**PROBLEM**
Lay out everything in the listing below, from the line containing "Excuse me, could you locate the short" down to the end of the listing, as a JSON list of strings. Use one string per line and leave out any blank lines.

**DATASET CONTENT**
* * * * * * * * *
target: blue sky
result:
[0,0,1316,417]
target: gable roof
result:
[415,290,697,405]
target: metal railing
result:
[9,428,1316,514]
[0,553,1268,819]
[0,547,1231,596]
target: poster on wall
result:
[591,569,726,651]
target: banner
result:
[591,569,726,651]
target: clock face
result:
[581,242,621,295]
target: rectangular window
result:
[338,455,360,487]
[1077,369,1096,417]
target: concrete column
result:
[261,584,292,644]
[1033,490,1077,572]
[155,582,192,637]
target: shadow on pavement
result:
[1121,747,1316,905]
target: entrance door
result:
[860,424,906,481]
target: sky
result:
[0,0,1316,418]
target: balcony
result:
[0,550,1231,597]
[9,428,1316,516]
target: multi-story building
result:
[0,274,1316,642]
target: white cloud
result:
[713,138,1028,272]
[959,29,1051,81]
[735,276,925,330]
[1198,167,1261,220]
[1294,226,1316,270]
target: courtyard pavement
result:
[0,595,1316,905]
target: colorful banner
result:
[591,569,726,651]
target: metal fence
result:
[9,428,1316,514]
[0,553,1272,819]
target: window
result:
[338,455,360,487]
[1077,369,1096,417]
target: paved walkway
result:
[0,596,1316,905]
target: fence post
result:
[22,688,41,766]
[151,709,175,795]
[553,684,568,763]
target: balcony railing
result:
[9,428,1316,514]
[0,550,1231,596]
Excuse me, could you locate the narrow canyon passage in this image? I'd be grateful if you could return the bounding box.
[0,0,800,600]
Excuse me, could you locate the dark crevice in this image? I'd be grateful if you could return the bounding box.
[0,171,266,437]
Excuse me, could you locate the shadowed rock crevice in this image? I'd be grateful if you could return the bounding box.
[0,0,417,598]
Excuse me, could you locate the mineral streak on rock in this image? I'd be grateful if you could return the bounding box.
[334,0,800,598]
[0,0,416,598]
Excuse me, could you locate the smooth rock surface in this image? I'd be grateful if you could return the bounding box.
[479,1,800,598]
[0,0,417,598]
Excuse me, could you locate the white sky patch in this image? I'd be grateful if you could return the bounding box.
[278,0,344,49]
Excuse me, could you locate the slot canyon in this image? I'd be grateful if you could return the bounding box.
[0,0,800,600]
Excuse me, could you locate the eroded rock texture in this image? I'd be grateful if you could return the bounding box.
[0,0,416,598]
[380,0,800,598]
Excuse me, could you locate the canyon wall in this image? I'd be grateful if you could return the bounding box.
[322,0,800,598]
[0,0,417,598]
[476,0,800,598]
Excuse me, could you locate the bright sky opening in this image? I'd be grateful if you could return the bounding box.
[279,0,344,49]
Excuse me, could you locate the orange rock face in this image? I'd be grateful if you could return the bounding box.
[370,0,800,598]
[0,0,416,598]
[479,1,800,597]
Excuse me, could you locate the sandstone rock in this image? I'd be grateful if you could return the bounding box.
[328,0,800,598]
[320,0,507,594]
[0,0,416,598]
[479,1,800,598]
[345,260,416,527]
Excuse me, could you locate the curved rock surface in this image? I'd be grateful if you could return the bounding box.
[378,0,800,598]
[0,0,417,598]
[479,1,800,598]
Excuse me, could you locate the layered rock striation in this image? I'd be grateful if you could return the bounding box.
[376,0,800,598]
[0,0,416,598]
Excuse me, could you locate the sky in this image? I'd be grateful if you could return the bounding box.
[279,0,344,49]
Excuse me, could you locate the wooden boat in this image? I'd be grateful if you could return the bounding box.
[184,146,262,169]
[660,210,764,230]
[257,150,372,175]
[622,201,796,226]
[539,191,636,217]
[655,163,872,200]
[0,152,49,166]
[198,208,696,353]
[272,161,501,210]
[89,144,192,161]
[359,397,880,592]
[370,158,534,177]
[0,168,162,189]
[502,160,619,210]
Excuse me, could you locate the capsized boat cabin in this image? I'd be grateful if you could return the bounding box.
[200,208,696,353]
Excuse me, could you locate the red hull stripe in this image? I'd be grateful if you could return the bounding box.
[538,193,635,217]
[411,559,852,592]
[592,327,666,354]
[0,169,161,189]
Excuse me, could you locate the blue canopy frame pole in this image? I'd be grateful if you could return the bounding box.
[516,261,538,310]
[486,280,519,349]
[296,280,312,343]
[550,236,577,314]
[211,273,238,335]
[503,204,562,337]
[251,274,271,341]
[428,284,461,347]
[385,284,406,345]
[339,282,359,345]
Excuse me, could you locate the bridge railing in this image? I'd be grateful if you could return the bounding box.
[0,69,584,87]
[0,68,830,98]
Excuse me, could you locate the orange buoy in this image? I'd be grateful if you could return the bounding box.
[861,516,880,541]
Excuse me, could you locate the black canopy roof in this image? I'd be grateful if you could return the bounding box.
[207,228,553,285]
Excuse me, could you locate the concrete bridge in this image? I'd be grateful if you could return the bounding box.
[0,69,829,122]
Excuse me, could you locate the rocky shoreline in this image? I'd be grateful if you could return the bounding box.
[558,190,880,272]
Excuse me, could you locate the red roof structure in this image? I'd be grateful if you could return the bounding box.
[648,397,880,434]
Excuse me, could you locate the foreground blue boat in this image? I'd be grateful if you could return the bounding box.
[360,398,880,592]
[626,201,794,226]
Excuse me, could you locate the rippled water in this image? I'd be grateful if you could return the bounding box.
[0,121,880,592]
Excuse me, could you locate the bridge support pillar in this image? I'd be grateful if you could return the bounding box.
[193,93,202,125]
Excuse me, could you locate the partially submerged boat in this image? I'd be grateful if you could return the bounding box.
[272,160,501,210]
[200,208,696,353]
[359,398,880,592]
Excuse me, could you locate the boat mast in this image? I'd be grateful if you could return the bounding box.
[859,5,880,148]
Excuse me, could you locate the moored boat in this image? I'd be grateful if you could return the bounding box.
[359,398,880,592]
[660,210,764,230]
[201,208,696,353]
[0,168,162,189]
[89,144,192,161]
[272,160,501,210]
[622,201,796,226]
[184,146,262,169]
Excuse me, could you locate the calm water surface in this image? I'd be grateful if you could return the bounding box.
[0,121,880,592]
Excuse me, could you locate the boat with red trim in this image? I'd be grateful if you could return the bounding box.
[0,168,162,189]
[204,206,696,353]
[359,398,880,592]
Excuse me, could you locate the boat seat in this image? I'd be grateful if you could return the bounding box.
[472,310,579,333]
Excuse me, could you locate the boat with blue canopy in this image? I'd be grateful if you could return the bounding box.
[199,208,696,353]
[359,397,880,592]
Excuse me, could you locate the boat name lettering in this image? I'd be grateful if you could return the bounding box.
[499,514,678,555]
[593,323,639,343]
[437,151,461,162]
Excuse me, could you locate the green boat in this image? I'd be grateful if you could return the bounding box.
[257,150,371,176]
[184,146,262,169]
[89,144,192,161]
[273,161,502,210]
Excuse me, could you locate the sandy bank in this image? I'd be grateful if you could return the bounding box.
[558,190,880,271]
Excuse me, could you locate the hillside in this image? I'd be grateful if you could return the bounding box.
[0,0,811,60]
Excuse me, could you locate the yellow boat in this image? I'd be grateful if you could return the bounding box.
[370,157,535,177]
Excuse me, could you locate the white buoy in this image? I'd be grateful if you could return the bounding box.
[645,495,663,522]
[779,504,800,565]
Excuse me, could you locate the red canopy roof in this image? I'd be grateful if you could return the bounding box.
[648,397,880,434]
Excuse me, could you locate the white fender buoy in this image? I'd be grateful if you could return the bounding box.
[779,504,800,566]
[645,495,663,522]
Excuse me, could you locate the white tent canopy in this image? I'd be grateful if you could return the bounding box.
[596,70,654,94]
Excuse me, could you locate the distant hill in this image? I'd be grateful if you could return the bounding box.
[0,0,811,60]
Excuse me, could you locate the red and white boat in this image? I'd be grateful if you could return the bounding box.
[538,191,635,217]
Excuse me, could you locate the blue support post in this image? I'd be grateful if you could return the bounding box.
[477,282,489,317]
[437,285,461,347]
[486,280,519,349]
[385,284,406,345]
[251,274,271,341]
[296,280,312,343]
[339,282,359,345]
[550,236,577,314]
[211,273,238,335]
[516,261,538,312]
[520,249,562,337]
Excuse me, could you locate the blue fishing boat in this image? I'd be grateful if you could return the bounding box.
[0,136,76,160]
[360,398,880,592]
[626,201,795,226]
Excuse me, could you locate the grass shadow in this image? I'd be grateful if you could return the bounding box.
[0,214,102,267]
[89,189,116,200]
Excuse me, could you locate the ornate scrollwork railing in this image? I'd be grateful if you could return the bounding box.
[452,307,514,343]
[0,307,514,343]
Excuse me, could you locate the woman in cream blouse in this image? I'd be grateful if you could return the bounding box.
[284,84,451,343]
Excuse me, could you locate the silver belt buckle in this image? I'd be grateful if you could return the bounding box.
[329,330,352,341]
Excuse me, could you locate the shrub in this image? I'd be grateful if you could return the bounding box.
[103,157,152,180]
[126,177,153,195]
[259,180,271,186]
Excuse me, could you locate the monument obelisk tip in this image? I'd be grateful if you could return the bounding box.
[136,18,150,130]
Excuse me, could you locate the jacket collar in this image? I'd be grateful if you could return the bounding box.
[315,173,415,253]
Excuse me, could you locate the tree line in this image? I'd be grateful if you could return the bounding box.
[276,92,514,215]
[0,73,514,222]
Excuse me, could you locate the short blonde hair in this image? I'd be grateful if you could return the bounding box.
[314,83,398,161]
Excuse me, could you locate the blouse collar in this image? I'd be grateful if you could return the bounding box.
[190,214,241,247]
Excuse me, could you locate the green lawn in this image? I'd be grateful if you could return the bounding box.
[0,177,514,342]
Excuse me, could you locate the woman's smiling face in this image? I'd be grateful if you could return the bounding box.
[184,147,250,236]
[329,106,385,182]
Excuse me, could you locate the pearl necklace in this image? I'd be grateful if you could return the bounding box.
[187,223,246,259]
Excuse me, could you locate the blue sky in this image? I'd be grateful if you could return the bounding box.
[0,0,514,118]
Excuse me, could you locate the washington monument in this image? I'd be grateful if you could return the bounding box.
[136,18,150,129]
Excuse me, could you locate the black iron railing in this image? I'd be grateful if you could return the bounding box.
* * * * * * * * *
**WRITTEN RESPONSE**
[
  "Excuse me, could you locate the short blonde hair in this image? I'd be grateful if you could return the bounding box.",
  "[314,83,398,161]",
  "Excuse me, could you locate the blouse collar in this image? I'd be grateful if you could return the bounding box.",
  "[190,214,241,247]",
  "Excuse me, could you locate the green lawn in this image? I'd be grateful if you could return the bounding box.",
  "[0,177,514,342]",
  "Excuse me, could you locate the woman's smiling face in this image? I'd be grateful if you could return the bounding box.",
  "[184,147,250,236]",
  "[329,106,385,182]",
  "Excuse me, could you locate the pearl necklace in this image? I'd be grateful if you could return the bounding box.",
  "[187,223,246,259]",
  "Excuse me, could you locate the blue sky in this image? I'd be grateful if you could return the bounding box.",
  "[0,0,514,118]",
  "Excuse me, could you locate the washington monument in this image? I'd be grateful if you could return the bounding box.",
  "[136,18,150,129]",
  "Excuse me, could you locate the black iron railing in this image? I'd be grateful if you could return the bounding box."
]